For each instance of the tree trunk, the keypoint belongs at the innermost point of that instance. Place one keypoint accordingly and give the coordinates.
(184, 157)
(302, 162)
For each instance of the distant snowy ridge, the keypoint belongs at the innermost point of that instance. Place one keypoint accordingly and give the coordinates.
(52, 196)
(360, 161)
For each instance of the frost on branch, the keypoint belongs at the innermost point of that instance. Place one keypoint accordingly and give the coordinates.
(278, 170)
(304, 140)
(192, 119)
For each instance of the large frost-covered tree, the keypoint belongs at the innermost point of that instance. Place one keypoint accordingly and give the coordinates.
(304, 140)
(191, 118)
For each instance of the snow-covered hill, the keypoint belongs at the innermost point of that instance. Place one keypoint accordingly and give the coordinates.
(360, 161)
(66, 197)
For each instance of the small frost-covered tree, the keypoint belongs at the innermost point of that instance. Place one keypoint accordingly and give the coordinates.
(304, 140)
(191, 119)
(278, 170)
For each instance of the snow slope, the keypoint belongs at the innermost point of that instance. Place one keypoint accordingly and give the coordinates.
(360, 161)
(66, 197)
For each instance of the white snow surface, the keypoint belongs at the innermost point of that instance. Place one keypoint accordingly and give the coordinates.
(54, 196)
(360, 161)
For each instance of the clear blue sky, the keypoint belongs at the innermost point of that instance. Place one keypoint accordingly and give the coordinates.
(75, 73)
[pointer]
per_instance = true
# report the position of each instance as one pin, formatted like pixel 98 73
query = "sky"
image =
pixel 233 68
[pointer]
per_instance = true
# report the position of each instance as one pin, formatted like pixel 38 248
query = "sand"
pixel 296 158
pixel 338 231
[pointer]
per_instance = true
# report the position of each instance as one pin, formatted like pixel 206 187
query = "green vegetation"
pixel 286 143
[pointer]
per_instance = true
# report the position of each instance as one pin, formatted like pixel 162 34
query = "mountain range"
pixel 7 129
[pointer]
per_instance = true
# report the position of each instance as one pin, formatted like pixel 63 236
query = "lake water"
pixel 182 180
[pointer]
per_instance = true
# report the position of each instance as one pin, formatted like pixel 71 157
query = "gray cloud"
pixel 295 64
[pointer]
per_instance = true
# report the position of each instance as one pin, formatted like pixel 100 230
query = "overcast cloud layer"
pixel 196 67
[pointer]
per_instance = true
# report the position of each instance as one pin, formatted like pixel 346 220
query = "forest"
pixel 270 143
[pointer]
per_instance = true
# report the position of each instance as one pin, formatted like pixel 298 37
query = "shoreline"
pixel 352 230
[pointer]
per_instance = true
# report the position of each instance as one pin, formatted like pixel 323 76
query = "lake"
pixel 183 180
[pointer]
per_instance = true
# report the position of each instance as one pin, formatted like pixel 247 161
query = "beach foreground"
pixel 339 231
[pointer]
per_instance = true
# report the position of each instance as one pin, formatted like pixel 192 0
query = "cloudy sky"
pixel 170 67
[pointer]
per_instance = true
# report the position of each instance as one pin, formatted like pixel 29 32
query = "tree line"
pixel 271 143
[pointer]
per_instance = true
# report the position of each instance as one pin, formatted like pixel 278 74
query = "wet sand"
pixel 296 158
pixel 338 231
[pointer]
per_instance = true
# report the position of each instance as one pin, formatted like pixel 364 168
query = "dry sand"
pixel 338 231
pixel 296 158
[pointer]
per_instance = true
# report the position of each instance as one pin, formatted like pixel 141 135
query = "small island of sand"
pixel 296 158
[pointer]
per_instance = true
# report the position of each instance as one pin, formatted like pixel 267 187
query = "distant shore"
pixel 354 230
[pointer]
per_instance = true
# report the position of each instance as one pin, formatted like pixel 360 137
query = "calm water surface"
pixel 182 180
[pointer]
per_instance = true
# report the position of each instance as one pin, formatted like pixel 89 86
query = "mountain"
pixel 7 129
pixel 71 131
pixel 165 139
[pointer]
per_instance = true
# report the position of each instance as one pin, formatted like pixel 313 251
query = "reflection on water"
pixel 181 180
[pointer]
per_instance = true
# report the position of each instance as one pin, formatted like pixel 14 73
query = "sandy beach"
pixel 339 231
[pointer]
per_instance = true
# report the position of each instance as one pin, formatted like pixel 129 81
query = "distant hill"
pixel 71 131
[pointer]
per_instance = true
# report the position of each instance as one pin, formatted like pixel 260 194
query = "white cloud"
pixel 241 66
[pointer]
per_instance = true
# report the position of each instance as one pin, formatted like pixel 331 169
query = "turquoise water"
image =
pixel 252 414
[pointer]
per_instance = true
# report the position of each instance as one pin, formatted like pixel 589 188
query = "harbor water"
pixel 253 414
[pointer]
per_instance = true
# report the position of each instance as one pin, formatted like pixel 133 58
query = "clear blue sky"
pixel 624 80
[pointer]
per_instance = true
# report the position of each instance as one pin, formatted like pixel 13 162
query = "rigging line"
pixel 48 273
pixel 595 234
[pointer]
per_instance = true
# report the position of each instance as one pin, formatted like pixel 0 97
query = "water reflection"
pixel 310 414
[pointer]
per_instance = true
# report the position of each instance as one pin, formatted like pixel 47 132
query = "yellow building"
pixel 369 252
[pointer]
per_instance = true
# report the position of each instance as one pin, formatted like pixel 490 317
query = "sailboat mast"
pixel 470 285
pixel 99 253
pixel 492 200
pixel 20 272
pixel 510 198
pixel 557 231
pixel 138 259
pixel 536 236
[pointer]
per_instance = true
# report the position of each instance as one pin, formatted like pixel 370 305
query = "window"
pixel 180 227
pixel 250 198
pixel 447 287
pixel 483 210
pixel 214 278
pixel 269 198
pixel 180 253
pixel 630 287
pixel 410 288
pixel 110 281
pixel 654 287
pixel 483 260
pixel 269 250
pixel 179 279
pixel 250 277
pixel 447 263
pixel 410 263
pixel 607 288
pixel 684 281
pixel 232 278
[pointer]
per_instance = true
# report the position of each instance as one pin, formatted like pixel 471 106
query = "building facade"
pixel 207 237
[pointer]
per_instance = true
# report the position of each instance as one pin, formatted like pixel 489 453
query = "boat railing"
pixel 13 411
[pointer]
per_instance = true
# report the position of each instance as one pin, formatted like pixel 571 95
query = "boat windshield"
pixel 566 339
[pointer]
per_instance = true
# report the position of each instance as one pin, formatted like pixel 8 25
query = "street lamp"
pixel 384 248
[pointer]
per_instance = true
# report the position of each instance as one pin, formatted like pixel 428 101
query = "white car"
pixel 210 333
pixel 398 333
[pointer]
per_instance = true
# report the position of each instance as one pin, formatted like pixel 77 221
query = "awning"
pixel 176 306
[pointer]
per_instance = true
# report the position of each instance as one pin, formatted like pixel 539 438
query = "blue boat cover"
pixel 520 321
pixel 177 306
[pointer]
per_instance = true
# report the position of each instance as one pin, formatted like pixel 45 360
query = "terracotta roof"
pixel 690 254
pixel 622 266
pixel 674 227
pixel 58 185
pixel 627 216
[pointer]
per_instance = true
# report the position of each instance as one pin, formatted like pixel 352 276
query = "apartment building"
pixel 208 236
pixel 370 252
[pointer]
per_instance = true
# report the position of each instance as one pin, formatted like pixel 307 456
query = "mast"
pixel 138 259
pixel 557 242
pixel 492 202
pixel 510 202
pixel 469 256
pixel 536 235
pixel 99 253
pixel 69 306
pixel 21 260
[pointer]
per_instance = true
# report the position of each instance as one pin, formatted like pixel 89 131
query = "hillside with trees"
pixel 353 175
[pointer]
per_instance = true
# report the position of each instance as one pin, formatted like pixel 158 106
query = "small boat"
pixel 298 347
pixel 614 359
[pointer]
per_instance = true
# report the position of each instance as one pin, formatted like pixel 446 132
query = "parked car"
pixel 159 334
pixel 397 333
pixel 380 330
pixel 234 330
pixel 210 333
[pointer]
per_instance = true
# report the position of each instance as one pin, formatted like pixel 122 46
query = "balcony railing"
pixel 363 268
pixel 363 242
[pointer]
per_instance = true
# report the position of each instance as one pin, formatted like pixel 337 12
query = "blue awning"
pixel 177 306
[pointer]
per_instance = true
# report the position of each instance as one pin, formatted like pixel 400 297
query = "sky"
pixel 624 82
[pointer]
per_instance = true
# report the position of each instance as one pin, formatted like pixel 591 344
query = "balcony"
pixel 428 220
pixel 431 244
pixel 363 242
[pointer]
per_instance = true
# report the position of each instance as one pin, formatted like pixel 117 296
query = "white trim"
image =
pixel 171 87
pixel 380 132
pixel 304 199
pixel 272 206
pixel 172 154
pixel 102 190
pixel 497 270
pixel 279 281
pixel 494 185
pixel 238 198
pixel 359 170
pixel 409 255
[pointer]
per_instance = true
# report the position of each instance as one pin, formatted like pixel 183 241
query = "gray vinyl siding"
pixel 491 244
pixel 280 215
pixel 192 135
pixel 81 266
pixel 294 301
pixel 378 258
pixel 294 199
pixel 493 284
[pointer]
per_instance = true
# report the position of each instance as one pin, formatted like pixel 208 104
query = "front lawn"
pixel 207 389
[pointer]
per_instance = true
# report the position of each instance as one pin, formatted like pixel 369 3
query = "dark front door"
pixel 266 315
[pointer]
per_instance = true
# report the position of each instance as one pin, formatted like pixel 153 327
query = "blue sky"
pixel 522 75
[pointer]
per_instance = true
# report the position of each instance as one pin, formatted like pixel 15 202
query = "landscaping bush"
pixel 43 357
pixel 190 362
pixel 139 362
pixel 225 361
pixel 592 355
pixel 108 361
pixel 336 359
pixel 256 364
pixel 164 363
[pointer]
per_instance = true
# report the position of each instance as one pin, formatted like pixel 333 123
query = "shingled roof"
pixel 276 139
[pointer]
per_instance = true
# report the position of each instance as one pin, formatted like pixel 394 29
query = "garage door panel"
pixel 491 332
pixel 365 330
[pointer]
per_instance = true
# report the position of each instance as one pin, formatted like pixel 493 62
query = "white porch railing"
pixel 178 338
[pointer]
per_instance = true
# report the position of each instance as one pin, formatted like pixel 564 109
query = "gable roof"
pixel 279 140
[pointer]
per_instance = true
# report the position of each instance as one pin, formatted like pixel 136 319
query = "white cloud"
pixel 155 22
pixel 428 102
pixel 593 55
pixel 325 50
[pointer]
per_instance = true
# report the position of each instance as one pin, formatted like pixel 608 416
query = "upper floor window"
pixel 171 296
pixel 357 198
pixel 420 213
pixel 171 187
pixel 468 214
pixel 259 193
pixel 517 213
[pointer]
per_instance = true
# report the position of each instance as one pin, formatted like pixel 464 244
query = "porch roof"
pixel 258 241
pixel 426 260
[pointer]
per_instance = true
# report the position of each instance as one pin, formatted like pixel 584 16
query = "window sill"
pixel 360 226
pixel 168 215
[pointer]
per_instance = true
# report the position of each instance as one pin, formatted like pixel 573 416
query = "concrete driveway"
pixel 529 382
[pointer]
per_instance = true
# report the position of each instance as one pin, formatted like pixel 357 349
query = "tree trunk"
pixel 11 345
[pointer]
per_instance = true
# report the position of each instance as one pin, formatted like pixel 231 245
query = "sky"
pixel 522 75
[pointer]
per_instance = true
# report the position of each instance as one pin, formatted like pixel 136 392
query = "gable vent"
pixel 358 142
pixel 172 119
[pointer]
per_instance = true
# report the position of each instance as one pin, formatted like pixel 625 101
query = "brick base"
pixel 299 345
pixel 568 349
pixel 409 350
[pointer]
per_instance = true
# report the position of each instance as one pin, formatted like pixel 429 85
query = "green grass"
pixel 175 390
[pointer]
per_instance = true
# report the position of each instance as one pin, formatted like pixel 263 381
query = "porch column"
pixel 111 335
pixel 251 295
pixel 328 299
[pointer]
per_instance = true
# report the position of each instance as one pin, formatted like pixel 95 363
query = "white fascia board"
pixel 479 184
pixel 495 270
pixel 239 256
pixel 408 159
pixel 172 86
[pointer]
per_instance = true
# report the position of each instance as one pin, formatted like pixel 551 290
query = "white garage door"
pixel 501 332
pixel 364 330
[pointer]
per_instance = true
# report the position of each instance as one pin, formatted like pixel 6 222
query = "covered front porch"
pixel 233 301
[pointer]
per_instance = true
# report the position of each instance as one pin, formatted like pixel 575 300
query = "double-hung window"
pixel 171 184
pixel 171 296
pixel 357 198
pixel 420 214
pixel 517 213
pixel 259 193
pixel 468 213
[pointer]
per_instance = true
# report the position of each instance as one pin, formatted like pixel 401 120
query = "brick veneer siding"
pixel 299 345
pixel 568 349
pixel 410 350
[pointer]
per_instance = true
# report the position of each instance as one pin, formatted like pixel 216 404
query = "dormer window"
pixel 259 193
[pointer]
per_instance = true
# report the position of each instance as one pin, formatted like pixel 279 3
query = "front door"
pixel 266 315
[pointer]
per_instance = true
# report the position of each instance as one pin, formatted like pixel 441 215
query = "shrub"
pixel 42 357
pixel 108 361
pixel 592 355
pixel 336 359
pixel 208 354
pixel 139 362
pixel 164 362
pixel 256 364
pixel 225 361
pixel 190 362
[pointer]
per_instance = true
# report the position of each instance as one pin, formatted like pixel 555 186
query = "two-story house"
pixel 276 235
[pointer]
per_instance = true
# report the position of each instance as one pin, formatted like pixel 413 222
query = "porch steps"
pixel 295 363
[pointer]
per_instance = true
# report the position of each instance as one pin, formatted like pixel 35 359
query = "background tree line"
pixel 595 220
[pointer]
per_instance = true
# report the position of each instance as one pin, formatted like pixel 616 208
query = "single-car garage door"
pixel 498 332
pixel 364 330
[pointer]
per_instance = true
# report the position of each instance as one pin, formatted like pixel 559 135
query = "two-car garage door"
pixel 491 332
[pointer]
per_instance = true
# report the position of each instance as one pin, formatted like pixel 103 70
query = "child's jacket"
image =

Aim of the task ->
Where the listing above reaches the line that contains "pixel 369 3", start retyping, and finish with the line that contains "pixel 136 319"; reproduce those lines exactly and no others.

Answer space ->
# report the position of each instance as one pin, formatted like pixel 369 3
query = "dark front door"
pixel 266 315
[pointer]
per_instance = true
# report the position of each instance as one pin, formatted like pixel 153 327
query = "blue sky"
pixel 522 75
[pointer]
per_instance = true
# report the position of each instance as one pin, formatted like pixel 15 202
query = "landscaping bush"
pixel 43 357
pixel 190 362
pixel 139 362
pixel 225 361
pixel 592 355
pixel 108 361
pixel 336 359
pixel 256 364
pixel 164 363
[pointer]
per_instance = true
# report the position of each instance as one pin, formatted like pixel 333 123
query = "shingled roof"
pixel 276 139
[pointer]
per_instance = true
# report the position of each instance as one pin, formatted like pixel 394 29
query = "garage door panel"
pixel 491 332
pixel 365 330
[pointer]
per_instance = true
# report the position of each instance as one pin, formatted like pixel 493 62
query = "white porch railing"
pixel 178 338
[pointer]
per_instance = true
# report the position of each instance as one pin, formatted like pixel 564 109
query = "gable roof"
pixel 279 140
[pointer]
per_instance = true
# report the position of each instance as one pin, formatted like pixel 136 319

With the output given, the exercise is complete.